A block of data

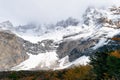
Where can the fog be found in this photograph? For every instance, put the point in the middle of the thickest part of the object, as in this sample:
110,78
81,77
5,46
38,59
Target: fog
46,11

What is required:
Rewrite all the lines of the records above as a numbered list, with no blank lines and none of the pictures.

Right answer:
1. Where can the fog be found in this photograph? For every instance, put the point in the middle of the thickest part of the object, as in this sample:
2. 110,78
3. 81,77
4. 5,46
5. 38,59
6. Target: fog
7. 46,11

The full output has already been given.